## START

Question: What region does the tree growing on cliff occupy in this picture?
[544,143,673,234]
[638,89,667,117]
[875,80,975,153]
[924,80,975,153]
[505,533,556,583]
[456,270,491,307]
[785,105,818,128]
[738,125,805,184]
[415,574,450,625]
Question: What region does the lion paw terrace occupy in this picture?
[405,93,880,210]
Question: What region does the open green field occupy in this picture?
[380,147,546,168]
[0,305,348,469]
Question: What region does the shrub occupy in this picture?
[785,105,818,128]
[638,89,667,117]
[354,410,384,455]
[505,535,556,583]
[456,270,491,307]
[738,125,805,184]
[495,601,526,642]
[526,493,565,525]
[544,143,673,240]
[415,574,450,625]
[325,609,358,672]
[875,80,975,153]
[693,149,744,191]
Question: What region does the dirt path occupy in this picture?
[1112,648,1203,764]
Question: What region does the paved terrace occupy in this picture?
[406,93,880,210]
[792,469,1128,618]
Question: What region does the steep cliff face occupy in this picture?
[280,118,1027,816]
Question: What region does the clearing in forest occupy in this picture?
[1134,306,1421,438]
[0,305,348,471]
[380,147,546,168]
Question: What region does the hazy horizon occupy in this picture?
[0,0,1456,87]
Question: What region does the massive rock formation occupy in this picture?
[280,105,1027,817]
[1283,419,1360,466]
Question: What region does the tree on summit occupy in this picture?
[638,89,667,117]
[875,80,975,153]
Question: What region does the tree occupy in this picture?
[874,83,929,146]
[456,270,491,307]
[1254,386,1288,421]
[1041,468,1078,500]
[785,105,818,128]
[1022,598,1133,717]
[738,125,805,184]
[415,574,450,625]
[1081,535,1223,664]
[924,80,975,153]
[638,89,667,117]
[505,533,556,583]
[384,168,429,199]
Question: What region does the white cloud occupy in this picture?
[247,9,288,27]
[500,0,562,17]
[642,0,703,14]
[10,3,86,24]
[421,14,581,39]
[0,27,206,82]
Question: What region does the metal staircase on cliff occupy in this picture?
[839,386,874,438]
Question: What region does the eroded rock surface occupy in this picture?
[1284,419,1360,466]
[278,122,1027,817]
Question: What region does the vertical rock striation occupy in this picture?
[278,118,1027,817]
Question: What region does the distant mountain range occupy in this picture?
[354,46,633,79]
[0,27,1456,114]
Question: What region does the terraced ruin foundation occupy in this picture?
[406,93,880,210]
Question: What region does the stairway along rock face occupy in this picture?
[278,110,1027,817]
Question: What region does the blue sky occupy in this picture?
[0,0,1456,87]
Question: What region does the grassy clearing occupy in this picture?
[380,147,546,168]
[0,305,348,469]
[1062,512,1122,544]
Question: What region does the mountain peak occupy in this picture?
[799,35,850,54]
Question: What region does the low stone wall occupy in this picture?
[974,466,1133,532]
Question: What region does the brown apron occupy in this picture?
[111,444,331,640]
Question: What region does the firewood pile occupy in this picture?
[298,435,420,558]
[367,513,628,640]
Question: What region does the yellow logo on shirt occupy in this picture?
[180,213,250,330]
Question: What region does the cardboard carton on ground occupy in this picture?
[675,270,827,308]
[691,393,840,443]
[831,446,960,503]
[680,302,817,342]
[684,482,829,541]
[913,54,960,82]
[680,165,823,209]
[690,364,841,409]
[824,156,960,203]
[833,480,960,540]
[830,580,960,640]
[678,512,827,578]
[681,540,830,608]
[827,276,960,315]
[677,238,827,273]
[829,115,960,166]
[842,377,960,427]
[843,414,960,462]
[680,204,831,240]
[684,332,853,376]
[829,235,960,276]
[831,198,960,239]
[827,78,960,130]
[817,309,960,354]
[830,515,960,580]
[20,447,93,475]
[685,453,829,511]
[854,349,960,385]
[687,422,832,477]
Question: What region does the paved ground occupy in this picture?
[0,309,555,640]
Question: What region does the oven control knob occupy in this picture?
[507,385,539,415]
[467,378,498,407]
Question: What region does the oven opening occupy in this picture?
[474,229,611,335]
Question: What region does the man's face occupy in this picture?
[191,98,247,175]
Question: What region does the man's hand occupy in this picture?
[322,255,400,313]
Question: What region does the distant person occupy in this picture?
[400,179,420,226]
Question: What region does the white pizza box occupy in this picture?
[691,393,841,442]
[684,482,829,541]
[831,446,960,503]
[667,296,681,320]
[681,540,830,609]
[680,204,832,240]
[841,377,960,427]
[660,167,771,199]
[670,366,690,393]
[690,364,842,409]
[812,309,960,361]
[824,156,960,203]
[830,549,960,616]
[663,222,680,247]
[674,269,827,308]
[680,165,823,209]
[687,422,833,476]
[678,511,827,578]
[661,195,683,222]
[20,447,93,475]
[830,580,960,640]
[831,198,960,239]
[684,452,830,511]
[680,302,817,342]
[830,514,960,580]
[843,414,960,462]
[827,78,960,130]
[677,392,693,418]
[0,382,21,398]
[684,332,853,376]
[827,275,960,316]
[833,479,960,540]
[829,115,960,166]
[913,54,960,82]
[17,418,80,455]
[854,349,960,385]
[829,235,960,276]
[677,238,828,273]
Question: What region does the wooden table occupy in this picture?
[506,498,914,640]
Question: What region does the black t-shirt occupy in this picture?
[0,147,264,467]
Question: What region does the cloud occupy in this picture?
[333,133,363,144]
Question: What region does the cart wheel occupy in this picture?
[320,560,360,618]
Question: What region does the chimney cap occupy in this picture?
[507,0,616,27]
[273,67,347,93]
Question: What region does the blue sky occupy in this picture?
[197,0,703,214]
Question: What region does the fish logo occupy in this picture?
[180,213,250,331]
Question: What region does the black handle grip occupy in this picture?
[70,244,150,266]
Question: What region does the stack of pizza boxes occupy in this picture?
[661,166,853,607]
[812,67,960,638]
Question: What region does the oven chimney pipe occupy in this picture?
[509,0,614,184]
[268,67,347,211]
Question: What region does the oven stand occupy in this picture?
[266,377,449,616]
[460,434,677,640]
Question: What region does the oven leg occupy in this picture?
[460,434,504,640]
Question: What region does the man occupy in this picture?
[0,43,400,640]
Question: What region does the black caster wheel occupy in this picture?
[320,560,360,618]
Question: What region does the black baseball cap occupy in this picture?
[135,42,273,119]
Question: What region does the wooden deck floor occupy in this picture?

## END

__Work required__: Copy the lines above again, swapping every "occupy" for "take up" and keeping everything else the same.

__Result below__:
Question: What region does the tree growing on cliff take up in this picture?
[544,143,673,234]
[638,89,667,117]
[875,80,975,153]
[924,80,975,153]
[505,533,556,583]
[456,270,491,307]
[785,105,818,128]
[738,125,805,184]
[415,574,450,625]
Question: What region does the lion paw terrace take up in this picture?
[405,93,880,210]
Question: What region does the open green field take up in this picture?
[380,147,546,168]
[0,305,348,469]
Question: What region does the shrub take up in this picture?
[785,105,818,128]
[638,89,667,117]
[354,410,384,455]
[505,535,556,583]
[456,270,491,307]
[738,125,805,184]
[495,601,526,642]
[526,493,565,525]
[544,143,673,240]
[415,574,450,625]
[325,609,358,672]
[875,80,975,153]
[693,149,744,191]
Question: What region does the dirt path take up in this picture?
[1112,648,1203,764]
Question: What region does the paved terrace take up in this picture?
[406,93,880,210]
[792,469,1128,618]
Question: What region does the steep cliff face take up in this picture?
[280,118,1027,816]
Question: What region does the clearing in forest take up in this picture?
[1134,306,1421,438]
[0,305,348,471]
[380,147,546,168]
Question: What region does the hazy horizon take up in this picture?
[0,0,1456,87]
Question: What region does the massive rock formation take up in this picture?
[280,105,1027,817]
[1283,419,1360,466]
Question: What region does the tree on summit take up in this picture?
[638,89,667,117]
[875,80,975,153]
Question: What region does the tree take up in this picture?
[874,83,929,146]
[456,270,491,307]
[1254,386,1288,421]
[1041,468,1078,500]
[785,105,818,128]
[1022,598,1133,717]
[738,125,805,184]
[415,574,450,625]
[1081,535,1223,664]
[924,80,975,153]
[638,89,667,117]
[505,533,556,583]
[384,168,429,199]
Question: What region does the white cloud take up in this picture?
[247,9,288,27]
[500,0,562,17]
[642,0,703,14]
[10,3,86,24]
[421,14,581,39]
[0,27,206,82]
Question: What region does the metal staircase on cliff take up in this picture?
[839,386,874,438]
Question: What region does the eroded rock surface take up in this picture?
[1284,419,1360,466]
[278,122,1027,817]
Question: What region does the vertical rock striation take up in this picture?
[278,118,1027,817]
Question: What region does the distant mountain range take up in this picture?
[354,46,633,79]
[0,27,1456,114]
Question: What region does the terraced ruin foundation take up in this picture?
[406,93,880,210]
Question: What region does the stairway along rock face take up in this picture?
[278,110,1027,817]
Question: What region does the blue sky take up in this picture?
[0,0,1456,87]
Question: What region does the grassy clearing take up in this picture?
[380,147,546,168]
[0,305,348,469]
[1062,512,1122,544]
Question: What region does the mountain peak take up in this picture?
[799,35,850,54]
Question: What region does the low stone wall take up in this picture?
[974,466,1133,532]
Question: What region does the brown apron take up in this picture?
[111,444,331,640]
Question: What region does the firewood pile take up in this picture?
[298,435,420,558]
[367,513,628,640]
Question: What region does the yellow logo on shirt take up in this picture?
[180,213,250,330]
Question: What region does the cardboard carton on ground take up in this picture?
[675,270,827,308]
[691,393,840,443]
[831,446,960,503]
[680,302,817,342]
[684,482,829,541]
[913,54,960,82]
[680,165,823,209]
[690,364,841,409]
[824,156,960,203]
[833,480,960,540]
[830,580,960,640]
[678,512,827,578]
[681,540,830,608]
[827,276,960,315]
[677,238,827,273]
[829,115,960,166]
[842,377,960,427]
[843,414,960,462]
[680,204,831,240]
[684,332,853,376]
[829,235,960,276]
[831,198,960,239]
[827,78,960,130]
[817,309,960,354]
[830,515,960,580]
[20,447,93,475]
[685,453,829,511]
[854,349,960,385]
[687,422,832,477]
Question: What region does the paved ground take up in this picture?
[0,309,555,640]
Question: What region does the oven control knob take up in this picture?
[507,385,539,415]
[467,378,498,407]
Question: What region does the oven opening take up in this picture?
[474,229,611,335]
Question: What region does the man's face take up in this picture?
[191,98,247,175]
Question: What region does the man's hand take up in this picture?
[322,255,400,313]
Question: What region does the distant person take up in this picture?
[400,179,420,226]
Question: What region does the white pizza box take up in this picture?
[691,393,841,442]
[684,482,829,541]
[831,446,960,503]
[667,296,681,320]
[681,540,830,609]
[680,204,832,240]
[841,377,960,427]
[660,167,771,199]
[670,366,690,393]
[690,364,842,409]
[812,309,960,361]
[824,156,960,203]
[830,549,960,616]
[663,222,680,247]
[674,269,827,308]
[680,165,823,209]
[687,422,833,476]
[678,511,827,578]
[661,195,683,222]
[20,447,93,475]
[830,580,960,640]
[831,198,960,239]
[684,452,830,511]
[680,302,817,342]
[830,514,960,580]
[843,414,960,462]
[827,78,960,130]
[677,392,693,418]
[0,382,21,398]
[684,332,853,376]
[827,275,960,316]
[833,479,960,540]
[829,115,960,166]
[913,54,960,82]
[17,418,80,455]
[854,349,960,385]
[829,235,960,276]
[677,238,828,273]
Question: What region does the wooden table take up in this picture?
[506,498,914,640]
Question: What region does the black t-shirt take up in this picture?
[0,147,264,467]
Question: What region does the cloud take up in this picture?
[333,133,363,144]
Question: What region does the cart wheel take up in this picture?
[320,560,360,618]
Question: What region does the chimney cap take up in this picture?
[507,0,616,27]
[273,67,347,93]
Question: What region does the blue sky take up in this picture?
[197,0,703,214]
Question: What region does the fish logo take up in this picture?
[180,213,250,331]
Question: What region does the black handle grip take up in this picture?
[70,244,150,266]
Question: What region does the stack of pizza boxes take up in this picture?
[661,166,853,607]
[812,67,960,638]
Question: What region does the oven chimney pipe take up in this picture?
[509,0,614,184]
[268,67,347,211]
Question: What region does the oven stand take up in this picture?
[266,377,449,616]
[460,434,677,640]
Question: What region does the oven leg take up in this picture?
[460,434,504,640]
Question: What region does the man take up in this picture?
[0,43,400,640]
Question: What region does the black caster wheel take up in this picture?
[320,560,360,618]
Question: What region does the black baseball cap take up in this picture?
[135,42,273,119]
Question: What region does the wooden deck floor take up in this picture?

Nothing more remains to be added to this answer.